■ **Exercise aim**: Recast all the records below as a Markdown table with two columns, Row and Line, giving each line its own numbered row and skipping blank lines. Omit the pictures.

|---|

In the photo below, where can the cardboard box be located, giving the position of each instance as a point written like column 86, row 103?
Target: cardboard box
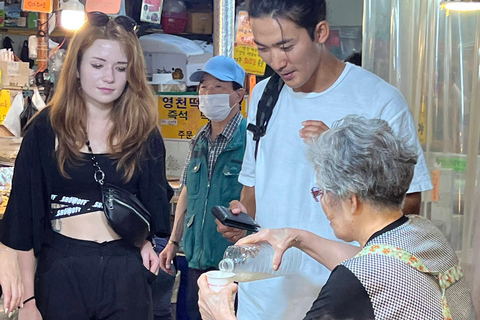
column 200, row 22
column 14, row 74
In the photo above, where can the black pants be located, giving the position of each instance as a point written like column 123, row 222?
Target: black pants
column 192, row 293
column 85, row 280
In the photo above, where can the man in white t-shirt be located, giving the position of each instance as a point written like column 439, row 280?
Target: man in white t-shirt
column 318, row 90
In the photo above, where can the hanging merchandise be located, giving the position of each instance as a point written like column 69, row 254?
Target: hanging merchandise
column 24, row 56
column 32, row 47
column 105, row 6
column 7, row 43
column 151, row 11
column 27, row 114
column 12, row 119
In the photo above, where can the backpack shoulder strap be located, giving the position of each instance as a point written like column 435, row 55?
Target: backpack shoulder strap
column 265, row 108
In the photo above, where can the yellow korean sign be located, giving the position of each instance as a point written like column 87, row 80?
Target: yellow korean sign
column 179, row 116
column 246, row 53
column 4, row 104
column 249, row 59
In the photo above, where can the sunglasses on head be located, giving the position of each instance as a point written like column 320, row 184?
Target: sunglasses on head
column 100, row 19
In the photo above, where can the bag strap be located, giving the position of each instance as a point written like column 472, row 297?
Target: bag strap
column 98, row 175
column 444, row 279
column 265, row 108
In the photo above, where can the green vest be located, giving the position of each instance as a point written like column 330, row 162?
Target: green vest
column 202, row 243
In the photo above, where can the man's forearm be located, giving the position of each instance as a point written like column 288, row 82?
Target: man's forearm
column 180, row 212
column 247, row 198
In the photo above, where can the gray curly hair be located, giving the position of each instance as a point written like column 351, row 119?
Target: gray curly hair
column 363, row 157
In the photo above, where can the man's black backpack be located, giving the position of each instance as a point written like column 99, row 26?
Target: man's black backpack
column 265, row 108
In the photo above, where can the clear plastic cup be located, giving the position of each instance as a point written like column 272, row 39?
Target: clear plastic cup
column 217, row 280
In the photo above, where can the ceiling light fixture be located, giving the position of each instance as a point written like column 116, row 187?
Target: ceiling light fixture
column 72, row 15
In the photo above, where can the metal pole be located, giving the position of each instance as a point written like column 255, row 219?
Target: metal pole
column 223, row 27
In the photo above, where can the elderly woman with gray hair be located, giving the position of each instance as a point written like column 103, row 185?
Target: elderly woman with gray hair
column 404, row 269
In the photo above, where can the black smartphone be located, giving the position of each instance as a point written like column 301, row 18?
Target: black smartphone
column 241, row 221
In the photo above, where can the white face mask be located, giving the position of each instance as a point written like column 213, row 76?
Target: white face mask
column 215, row 107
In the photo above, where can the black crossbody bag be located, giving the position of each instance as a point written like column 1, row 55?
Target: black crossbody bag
column 125, row 213
column 265, row 108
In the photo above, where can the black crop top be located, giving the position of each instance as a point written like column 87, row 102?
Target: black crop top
column 81, row 193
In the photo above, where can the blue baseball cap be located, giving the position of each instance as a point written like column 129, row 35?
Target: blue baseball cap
column 222, row 68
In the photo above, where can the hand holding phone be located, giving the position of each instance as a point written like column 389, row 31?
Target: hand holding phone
column 241, row 221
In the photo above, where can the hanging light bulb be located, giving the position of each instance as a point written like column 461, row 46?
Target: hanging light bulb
column 72, row 15
column 461, row 5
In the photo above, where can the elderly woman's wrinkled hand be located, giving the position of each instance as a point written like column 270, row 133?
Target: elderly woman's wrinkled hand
column 10, row 279
column 280, row 239
column 311, row 130
column 216, row 305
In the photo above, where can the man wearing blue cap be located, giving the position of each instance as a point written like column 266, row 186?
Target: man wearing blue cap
column 210, row 176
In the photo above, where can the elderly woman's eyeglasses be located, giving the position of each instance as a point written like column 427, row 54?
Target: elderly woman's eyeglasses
column 100, row 19
column 317, row 194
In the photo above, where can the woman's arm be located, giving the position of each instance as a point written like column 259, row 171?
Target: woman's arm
column 27, row 262
column 10, row 278
column 330, row 253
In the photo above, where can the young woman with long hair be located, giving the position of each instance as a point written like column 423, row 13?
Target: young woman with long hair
column 72, row 261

|---|

■ **In response**:
| Row | Line |
|---|---|
| 1 | In the photo below, where can the cardboard box be located, giving the position of each instance as a point written like column 86, row 103? |
| 2 | Target: cardboard box |
| 3 | column 200, row 22 |
| 4 | column 14, row 74 |
| 5 | In the photo above, where can the black pants be located, giving the position of each instance as a point written like column 123, row 222? |
| 6 | Target: black pants |
| 7 | column 192, row 293 |
| 8 | column 85, row 280 |
| 9 | In the photo above, where can the man in white t-shirt be located, giving the position of each instance as a point written like column 439, row 280? |
| 10 | Target: man in white t-shirt |
| 11 | column 318, row 90 |
| 12 | In the photo above, where can the hanging merchandise be located, giving the position of each instance as a point written like column 69, row 254? |
| 13 | Target: hanging merchandise |
| 14 | column 24, row 56 |
| 15 | column 32, row 47 |
| 16 | column 105, row 6 |
| 17 | column 7, row 43 |
| 18 | column 151, row 11 |
| 19 | column 27, row 114 |
| 20 | column 12, row 119 |
| 21 | In the photo above, where can the backpack shoulder strap be located, giving the position of each instance as a point written like column 435, row 55? |
| 22 | Target: backpack shoulder strap |
| 23 | column 265, row 108 |
| 24 | In the photo above, where can the yellow korean sign be located, giving the position of each instance as a point written like column 87, row 80? |
| 25 | Target: yellow korean sign |
| 26 | column 179, row 116 |
| 27 | column 246, row 53 |
| 28 | column 4, row 104 |
| 29 | column 249, row 59 |
| 30 | In the photo above, where can the sunglasses on head be located, giving the position of each instance as a point written like column 320, row 184? |
| 31 | Target: sunglasses on head |
| 32 | column 100, row 19 |
| 33 | In the photo above, where can the bag strap be located, giving the position of each instance as a point written like column 472, row 297? |
| 34 | Target: bag strap |
| 35 | column 98, row 175 |
| 36 | column 444, row 279 |
| 37 | column 265, row 108 |
| 38 | In the photo above, where can the green vest be located, giving the position of each instance as a point written like column 330, row 162? |
| 39 | Target: green vest |
| 40 | column 202, row 243 |
| 41 | In the photo above, where can the man's forearm be located, giving the position of each instance as a point written like column 288, row 82? |
| 42 | Target: man's forearm |
| 43 | column 180, row 212 |
| 44 | column 247, row 198 |
| 45 | In the photo above, where can the gray curly hair be located, giving the position of each instance as a point written like column 351, row 119? |
| 46 | Target: gray curly hair |
| 47 | column 363, row 157 |
| 48 | In the photo above, where can the man's black backpack be located, giving the position of each instance as a point written like column 99, row 26? |
| 49 | Target: man's black backpack |
| 50 | column 265, row 108 |
| 51 | In the photo above, where can the clear plastic cup be located, giving the position of each instance as a point written like column 272, row 39? |
| 52 | Target: clear plastic cup |
| 53 | column 217, row 280 |
| 54 | In the photo above, where can the ceiling light fixture be located, giving the position of each instance as a point written like column 116, row 187? |
| 55 | Target: ceiling light fixture |
| 56 | column 72, row 15 |
| 57 | In the photo above, where can the metal pole be located, giving the position of each instance as a point written like column 255, row 219? |
| 58 | Target: metal pole |
| 59 | column 223, row 27 |
| 60 | In the photo above, where can the elderly woman with gray hair be located, giving the position of each instance as a point written like column 103, row 185? |
| 61 | Target: elderly woman with gray hair |
| 62 | column 404, row 269 |
| 63 | In the photo above, where can the black smartphone be located, giving the position of each instance as a point written like column 301, row 18? |
| 64 | Target: black smartphone |
| 65 | column 241, row 221 |
| 66 | In the photo above, where can the white face mask be located, giving the position of each instance as a point written like column 213, row 76? |
| 67 | Target: white face mask |
| 68 | column 215, row 107 |
| 69 | In the photo above, where can the black crossbody bag be located, giving the position of each instance as a point written like column 1, row 55? |
| 70 | Target: black crossbody bag |
| 71 | column 125, row 213 |
| 72 | column 265, row 108 |
| 73 | In the photo above, where can the black crop top be located, giving the position of each instance as a point written like column 87, row 102? |
| 74 | Target: black crop top |
| 75 | column 81, row 193 |
| 76 | In the photo above, where can the blue baseball cap be located, giving the position of each instance as a point written like column 129, row 35? |
| 77 | Target: blue baseball cap |
| 78 | column 222, row 68 |
| 79 | In the photo above, where can the hand holding phone be located, giving the position of each instance as a point written like column 389, row 31? |
| 80 | Target: hand holding phone |
| 81 | column 241, row 221 |
| 82 | In the photo above, where can the hanging light bulb be located, giving the position of each instance as a point written like column 461, row 46? |
| 83 | Target: hanging light bulb |
| 84 | column 72, row 15 |
| 85 | column 461, row 5 |
| 86 | In the photo above, where can the elderly woman's wrinkled hand be located, giving the position of each instance as a point written like column 270, row 133? |
| 87 | Target: elderly woman's wrinkled hand |
| 88 | column 10, row 279 |
| 89 | column 280, row 239 |
| 90 | column 311, row 130 |
| 91 | column 216, row 305 |
| 92 | In the photo above, where can the man wearing blue cap be located, giving the position of each instance as a point written like column 266, row 186? |
| 93 | Target: man wearing blue cap |
| 94 | column 210, row 176 |
| 95 | In the photo above, where can the elderly woman's eyeglasses be located, giving the position of each instance as a point written like column 427, row 54? |
| 96 | Target: elderly woman's eyeglasses |
| 97 | column 100, row 19 |
| 98 | column 317, row 194 |
| 99 | In the photo above, where can the woman's arm be located, giving the position of each instance as a point written like column 259, row 171? |
| 100 | Target: woman's arm |
| 101 | column 27, row 262 |
| 102 | column 10, row 278 |
| 103 | column 330, row 253 |
| 104 | In the photo above, where can the young woman with long hair be located, giving the position of each instance as a point written like column 423, row 13? |
| 105 | Target: young woman with long hair |
| 106 | column 72, row 261 |